╭─ DATA FOR PROCESSING

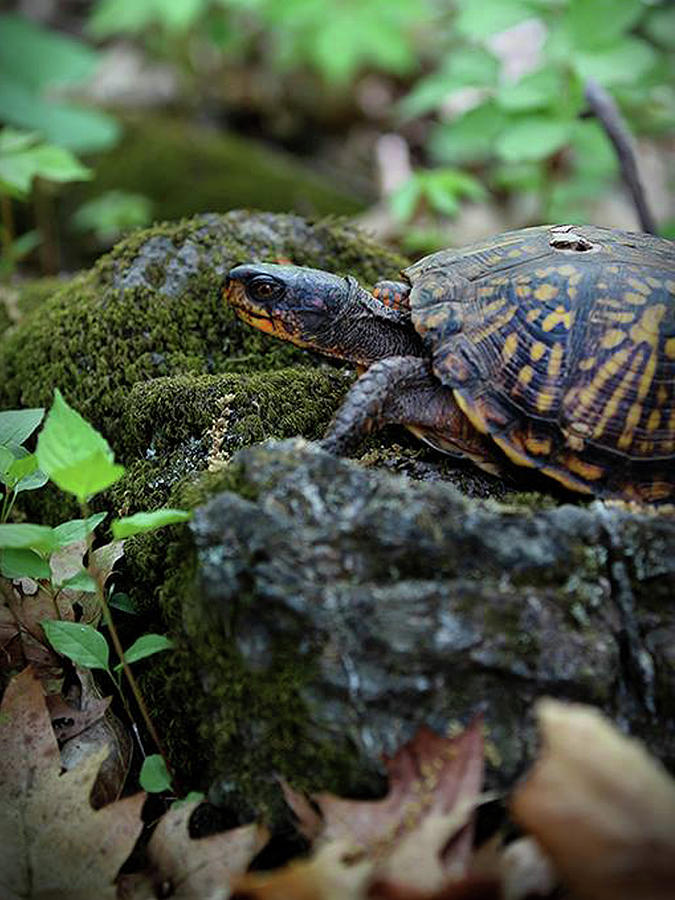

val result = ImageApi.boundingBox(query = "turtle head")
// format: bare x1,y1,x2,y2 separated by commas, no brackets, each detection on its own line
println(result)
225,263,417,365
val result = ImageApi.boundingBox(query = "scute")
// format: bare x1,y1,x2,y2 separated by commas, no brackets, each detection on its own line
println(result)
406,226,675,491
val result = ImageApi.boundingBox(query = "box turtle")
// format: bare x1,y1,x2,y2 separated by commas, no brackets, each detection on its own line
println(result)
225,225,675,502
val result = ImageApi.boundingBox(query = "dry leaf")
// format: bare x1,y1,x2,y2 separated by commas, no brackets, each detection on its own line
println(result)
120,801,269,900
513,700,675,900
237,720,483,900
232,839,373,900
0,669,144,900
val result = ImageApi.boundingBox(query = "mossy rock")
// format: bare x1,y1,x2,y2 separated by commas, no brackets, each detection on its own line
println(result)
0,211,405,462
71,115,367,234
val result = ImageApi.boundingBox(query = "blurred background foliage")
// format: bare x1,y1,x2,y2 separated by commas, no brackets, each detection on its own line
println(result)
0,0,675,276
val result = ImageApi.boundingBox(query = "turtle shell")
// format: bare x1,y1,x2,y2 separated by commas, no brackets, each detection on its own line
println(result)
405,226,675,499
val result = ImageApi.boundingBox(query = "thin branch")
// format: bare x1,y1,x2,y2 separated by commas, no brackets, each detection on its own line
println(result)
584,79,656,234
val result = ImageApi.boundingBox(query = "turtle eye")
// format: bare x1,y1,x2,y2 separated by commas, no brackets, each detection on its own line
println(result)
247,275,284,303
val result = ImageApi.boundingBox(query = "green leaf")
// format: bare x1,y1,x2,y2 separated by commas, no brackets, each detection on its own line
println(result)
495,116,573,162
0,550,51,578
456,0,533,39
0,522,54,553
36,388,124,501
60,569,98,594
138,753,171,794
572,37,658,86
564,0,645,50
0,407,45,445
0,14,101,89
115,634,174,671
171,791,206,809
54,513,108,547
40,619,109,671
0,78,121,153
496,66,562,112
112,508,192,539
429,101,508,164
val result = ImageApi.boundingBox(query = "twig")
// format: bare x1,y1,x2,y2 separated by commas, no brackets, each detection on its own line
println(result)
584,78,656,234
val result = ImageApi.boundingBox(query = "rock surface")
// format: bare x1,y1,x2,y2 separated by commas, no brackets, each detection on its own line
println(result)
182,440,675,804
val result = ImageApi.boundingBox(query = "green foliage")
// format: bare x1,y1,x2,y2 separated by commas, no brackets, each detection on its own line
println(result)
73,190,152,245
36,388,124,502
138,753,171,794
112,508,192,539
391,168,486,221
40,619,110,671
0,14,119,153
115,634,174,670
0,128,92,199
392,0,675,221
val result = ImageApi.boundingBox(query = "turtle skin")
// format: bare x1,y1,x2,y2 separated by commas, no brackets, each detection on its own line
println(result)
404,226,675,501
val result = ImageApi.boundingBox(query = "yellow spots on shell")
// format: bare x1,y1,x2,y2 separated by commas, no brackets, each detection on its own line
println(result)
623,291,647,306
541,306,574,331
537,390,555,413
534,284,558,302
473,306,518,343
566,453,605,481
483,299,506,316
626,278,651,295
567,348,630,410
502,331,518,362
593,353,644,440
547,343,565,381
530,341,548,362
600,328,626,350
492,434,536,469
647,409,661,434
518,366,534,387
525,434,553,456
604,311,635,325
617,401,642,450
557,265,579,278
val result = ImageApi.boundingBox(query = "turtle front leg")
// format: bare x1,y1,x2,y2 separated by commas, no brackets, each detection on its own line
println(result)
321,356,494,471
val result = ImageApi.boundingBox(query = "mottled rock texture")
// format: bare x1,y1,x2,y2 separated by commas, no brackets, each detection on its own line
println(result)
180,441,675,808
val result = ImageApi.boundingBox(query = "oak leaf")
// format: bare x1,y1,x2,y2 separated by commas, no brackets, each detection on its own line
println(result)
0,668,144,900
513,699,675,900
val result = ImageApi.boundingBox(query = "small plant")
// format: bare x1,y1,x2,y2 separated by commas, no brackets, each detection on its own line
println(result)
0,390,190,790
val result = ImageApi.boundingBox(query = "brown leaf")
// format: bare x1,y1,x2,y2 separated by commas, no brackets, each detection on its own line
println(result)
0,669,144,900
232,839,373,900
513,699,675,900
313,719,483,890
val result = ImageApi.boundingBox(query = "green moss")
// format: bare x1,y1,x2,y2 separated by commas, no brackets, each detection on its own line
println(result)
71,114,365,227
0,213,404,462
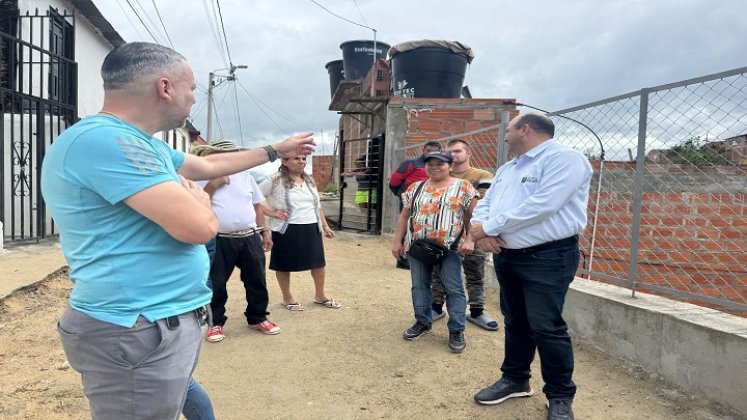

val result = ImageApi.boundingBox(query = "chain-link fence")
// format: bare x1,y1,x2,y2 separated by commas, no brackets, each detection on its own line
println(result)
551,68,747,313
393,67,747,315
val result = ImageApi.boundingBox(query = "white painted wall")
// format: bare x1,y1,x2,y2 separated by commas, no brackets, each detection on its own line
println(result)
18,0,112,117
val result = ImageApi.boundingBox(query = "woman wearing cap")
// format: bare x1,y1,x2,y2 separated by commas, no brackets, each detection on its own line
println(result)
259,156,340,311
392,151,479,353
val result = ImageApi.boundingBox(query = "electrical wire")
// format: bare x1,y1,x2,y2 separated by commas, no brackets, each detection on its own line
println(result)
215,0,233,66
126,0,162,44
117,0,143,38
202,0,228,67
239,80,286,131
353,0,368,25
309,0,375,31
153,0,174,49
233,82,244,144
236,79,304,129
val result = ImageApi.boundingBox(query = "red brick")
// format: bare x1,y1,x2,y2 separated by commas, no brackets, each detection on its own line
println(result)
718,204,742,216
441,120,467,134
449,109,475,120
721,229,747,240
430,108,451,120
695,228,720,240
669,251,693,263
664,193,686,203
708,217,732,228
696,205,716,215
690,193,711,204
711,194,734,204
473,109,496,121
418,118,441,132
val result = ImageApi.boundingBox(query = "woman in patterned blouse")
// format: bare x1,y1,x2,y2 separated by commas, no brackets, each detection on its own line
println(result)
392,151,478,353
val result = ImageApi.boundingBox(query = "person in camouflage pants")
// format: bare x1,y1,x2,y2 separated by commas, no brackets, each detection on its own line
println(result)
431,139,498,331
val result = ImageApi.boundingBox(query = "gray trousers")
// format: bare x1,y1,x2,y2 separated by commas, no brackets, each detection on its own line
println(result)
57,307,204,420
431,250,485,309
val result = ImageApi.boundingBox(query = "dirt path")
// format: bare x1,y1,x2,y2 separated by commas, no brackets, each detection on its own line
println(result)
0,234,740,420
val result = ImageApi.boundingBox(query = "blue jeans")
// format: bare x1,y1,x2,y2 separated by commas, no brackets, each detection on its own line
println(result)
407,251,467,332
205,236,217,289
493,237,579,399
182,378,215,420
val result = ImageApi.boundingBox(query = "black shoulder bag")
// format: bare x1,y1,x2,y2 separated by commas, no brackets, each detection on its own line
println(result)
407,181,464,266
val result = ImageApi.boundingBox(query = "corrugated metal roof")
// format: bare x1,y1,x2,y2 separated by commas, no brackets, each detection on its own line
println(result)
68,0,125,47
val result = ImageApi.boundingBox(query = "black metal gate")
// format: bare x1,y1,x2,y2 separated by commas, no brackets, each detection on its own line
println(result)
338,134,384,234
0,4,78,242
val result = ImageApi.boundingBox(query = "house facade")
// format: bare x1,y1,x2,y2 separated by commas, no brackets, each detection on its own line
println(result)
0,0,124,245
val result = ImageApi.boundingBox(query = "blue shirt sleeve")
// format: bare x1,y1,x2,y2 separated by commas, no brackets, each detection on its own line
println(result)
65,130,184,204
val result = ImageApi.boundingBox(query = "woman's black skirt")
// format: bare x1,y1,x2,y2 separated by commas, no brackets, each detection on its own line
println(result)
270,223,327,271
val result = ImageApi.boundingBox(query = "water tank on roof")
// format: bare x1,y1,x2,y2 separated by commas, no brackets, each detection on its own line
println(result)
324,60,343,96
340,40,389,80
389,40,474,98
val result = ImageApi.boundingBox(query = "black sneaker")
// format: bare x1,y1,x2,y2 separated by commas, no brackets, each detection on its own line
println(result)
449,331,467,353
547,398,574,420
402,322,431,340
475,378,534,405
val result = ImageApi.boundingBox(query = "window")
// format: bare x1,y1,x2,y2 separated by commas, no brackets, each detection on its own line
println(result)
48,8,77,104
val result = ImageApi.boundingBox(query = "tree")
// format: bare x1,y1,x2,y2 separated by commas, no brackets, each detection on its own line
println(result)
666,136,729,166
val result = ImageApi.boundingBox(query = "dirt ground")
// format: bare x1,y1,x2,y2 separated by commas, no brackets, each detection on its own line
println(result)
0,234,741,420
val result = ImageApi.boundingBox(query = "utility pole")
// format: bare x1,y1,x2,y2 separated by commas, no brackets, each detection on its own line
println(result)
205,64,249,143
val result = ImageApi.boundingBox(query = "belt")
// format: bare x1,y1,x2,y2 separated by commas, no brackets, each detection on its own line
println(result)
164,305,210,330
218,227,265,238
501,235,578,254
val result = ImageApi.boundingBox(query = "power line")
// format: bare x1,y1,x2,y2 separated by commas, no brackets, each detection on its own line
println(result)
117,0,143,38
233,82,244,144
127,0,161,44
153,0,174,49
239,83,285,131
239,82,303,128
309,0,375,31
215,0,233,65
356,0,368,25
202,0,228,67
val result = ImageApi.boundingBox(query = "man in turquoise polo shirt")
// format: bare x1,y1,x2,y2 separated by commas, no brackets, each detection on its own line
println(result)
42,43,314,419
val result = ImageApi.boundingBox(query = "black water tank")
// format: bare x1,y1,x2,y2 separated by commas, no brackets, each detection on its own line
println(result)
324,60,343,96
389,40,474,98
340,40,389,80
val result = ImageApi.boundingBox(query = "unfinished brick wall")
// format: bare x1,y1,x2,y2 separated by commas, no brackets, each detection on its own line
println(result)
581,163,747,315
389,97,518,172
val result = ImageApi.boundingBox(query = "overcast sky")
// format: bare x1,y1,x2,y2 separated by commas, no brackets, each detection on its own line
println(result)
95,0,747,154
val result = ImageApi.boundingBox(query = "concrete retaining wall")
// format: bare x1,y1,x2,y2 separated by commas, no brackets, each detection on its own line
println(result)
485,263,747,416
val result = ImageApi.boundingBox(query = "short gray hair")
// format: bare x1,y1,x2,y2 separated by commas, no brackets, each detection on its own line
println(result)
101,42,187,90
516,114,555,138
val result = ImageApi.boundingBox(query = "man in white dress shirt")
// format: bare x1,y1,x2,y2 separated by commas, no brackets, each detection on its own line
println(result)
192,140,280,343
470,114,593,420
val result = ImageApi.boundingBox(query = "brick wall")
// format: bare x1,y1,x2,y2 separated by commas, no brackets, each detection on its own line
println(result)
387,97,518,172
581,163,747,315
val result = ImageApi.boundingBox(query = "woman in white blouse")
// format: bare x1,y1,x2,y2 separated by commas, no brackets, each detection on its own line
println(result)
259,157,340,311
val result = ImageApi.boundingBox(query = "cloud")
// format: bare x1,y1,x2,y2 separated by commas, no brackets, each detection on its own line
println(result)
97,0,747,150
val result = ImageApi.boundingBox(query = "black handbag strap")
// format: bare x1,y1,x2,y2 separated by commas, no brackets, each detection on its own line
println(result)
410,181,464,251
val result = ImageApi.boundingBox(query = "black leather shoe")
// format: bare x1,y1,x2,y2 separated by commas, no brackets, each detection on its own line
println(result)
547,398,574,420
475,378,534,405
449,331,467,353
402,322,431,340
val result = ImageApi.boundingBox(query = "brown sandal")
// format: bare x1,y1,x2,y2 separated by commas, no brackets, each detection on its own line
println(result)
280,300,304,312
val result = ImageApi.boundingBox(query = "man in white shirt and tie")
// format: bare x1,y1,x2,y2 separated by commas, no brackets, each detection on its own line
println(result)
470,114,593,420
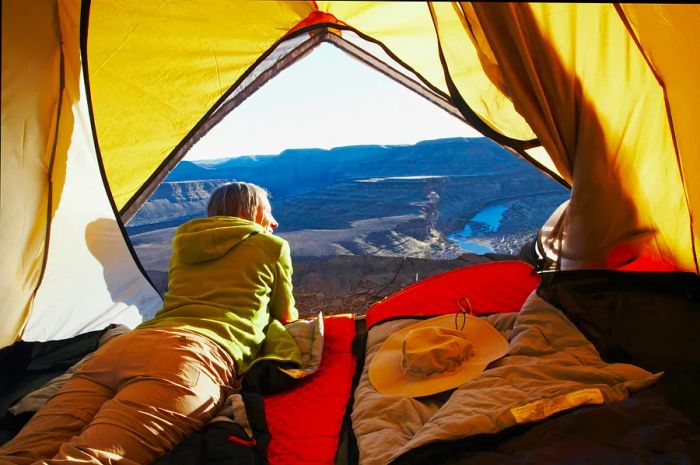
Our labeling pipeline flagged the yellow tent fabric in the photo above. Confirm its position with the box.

╰─

● DESCRIPTION OF THE TASK: Count the lines in the entries above that contain the string "foliage", treating uppercase and lowercase as different. Give only the number.

● FULL RESPONSE: 2